Rewrite every entry below, substituting "Locate" for each "Find" and changing nothing else.

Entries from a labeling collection
####################

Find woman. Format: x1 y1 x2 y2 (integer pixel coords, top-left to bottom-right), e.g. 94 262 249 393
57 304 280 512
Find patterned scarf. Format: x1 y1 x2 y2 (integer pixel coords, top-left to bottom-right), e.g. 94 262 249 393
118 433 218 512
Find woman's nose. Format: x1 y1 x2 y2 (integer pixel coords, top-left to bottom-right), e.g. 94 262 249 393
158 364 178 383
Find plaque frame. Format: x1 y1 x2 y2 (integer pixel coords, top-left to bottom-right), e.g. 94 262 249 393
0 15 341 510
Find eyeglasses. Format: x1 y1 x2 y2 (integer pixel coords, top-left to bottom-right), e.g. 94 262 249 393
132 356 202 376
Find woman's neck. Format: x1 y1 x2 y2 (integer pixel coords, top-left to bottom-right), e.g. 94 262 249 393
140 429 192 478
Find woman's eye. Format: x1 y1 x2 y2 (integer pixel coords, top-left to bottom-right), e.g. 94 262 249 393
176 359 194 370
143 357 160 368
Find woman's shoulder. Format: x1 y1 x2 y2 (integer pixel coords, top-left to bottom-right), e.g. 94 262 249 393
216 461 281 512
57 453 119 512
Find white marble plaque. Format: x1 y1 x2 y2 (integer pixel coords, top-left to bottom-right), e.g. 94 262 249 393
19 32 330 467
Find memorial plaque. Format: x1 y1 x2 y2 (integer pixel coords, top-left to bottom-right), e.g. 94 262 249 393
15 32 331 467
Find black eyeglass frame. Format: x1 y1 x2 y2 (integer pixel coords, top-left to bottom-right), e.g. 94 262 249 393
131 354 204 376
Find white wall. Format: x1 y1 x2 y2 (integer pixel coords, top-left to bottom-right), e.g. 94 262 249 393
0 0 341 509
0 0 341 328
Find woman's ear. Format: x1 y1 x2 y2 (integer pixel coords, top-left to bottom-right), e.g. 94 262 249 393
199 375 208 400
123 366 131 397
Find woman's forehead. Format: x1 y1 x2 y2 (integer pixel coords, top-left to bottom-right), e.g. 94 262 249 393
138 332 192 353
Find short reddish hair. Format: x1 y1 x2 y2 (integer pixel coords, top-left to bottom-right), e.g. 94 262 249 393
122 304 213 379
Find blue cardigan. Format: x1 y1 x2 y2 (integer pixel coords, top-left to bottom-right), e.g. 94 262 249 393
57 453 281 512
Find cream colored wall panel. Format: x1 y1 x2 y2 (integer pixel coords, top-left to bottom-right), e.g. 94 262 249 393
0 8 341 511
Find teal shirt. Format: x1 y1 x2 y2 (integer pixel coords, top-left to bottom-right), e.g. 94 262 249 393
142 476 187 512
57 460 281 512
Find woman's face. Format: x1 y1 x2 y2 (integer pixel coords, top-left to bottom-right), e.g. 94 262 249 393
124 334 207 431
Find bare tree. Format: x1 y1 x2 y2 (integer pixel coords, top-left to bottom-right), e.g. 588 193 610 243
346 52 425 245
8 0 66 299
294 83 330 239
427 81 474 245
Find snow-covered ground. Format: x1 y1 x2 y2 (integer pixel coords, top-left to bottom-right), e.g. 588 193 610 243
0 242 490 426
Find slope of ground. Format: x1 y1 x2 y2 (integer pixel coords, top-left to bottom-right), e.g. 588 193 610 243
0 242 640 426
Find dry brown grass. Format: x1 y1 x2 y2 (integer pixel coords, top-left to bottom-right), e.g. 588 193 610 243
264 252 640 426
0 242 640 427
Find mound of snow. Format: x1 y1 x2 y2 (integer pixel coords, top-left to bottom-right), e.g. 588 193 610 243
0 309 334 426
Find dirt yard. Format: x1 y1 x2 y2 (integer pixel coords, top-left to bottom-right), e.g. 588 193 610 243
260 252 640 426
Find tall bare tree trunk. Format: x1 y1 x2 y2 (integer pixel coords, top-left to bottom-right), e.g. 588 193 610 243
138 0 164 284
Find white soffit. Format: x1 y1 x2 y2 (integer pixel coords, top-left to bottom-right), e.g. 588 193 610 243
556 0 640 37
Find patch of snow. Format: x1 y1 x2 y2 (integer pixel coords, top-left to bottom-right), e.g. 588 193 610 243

####################

= Reply =
Locate woman. Format: x1 y1 x2 y2 (integer pixel coords, top-left to bottom-right), e.g. 94 262 249 393
57 304 280 512
Locate patterned scarf. Format: x1 y1 x2 y2 (integer pixel coords, top-left to bottom-right), e.g. 94 262 249 393
118 433 218 512
Locate woman's nose. Format: x1 y1 x2 y2 (integer pixel coords, top-left to bottom-right), e.g. 94 262 249 393
158 364 178 383
Locate plaque frame. Format: x1 y1 x2 y2 (integer pixel coords, top-left to bottom-right), e.g. 94 262 249 393
0 15 341 510
Locate eyeglasses. Format: x1 y1 x2 y2 (integer pixel coords, top-left to bottom-right), e.g. 94 262 249 393
132 356 202 376
Locate woman's neck. Format: x1 y1 x2 y2 (integer pixel coords, top-left to bottom-right), e.g. 94 262 249 393
140 429 192 478
Locate woman's eye. Format: x1 y1 x2 y2 (integer pixel coords, top-left to bottom-right), e.g. 94 262 249 393
176 359 194 370
143 357 160 368
Locate woman's shoulder. Format: x1 y1 x2 y2 (integer pixel coords, top-left to bottom-right), e.g. 94 262 249 393
216 461 281 512
57 453 119 512
Locate white marble plaque. Format: x1 y1 x2 y2 (integer pixel coords, top-left to bottom-right), e.g. 94 262 249 393
19 32 330 467
Locate memorial plaque. Format: x1 y1 x2 y2 (integer pixel coords, top-left to bottom-right), e.g. 94 262 249 393
15 32 331 467
Locate black eyeglass frame. Format: x1 y1 x2 y2 (integer pixel coords, top-left to bottom-right), e.g. 94 262 249 393
131 354 204 376
Locate white wall. Format: x1 y1 x2 y2 (integer pixel coords, top-left to bottom-right), e.g. 94 262 249 393
0 0 341 509
0 0 341 328
Locate woman's ear. Format: x1 y1 x2 y2 (integer pixel coords, top-left to bottom-right), e.g. 94 262 249 393
199 375 208 400
123 366 131 397
Locate woman's forehead. Format: x1 y1 x2 y2 (integer pixel coords, top-left to bottom-right), e.g. 94 262 249 393
138 332 192 353
Locate short reddish hair. Format: x1 y1 x2 y2 (integer pixel coords, top-left to bottom-right), e.g. 94 262 249 393
122 304 213 379
Locate blue cardigan. Format: x1 y1 x2 y2 (integer pixel coords, top-left to bottom-right), e.g. 94 262 249 393
57 453 281 512
Locate cream colored wall panel. Format: x1 y1 x2 y2 (integer pixel coords, top-left to bottom-right), e.g. 94 262 249 393
0 8 341 511
Locate teal shirt. Format: x1 y1 x2 y2 (integer pixel coords, top-left to bottom-right), e.g. 94 262 249 393
142 476 187 512
57 460 281 512
Locate woman's face. Format: x1 y1 x2 y2 (integer pixel coords, top-left to bottom-right), e.g. 94 262 249 393
124 334 207 431
Locate bare tree. Format: x1 y1 x2 y2 (integer pixel coords, top-left to bottom-right), e.g. 588 193 610 243
346 52 425 245
8 0 66 299
294 83 330 239
427 81 474 245
Locate snow-covered ground. Format: x1 y1 x2 y2 (integer pixel coords, top-left to bottom-right), e.g. 588 193 610 243
0 242 490 426
Locate slope of ground. Format: x1 y1 x2 y2 (integer pixel coords, top-left to bottom-right), e.g. 588 193 610 243
0 242 640 426
Locate dry brown grass. Format: x1 y1 x2 y2 (integer pixel coords, top-left to bottom-right), e.g. 588 193 610 243
264 252 640 426
0 242 640 427
Locate mound of snow. Format: x1 y1 x2 y2 (integer pixel coords, top-left to bottom-right), e.g. 588 193 610 243
0 309 334 426
Locate dirt yard. Format: x1 y1 x2 y2 (integer pixel coords, top-left to bottom-right), e.g. 588 193 610 243
260 252 640 426
Locate tall bare tree trunk. Format: x1 y1 x2 y2 (integer pixel coords, top-left to bottom-right), e.g. 588 193 610 243
138 0 164 284
Locate white soffit. Format: x1 y1 x2 y2 (integer pixel coords, top-left to bottom-right), e.g. 588 193 610 243
556 0 640 37
Locate patch of snow. Format: x1 y1 x2 y2 (integer pixel coords, top-left to bottom-right), e.g. 588 193 610 243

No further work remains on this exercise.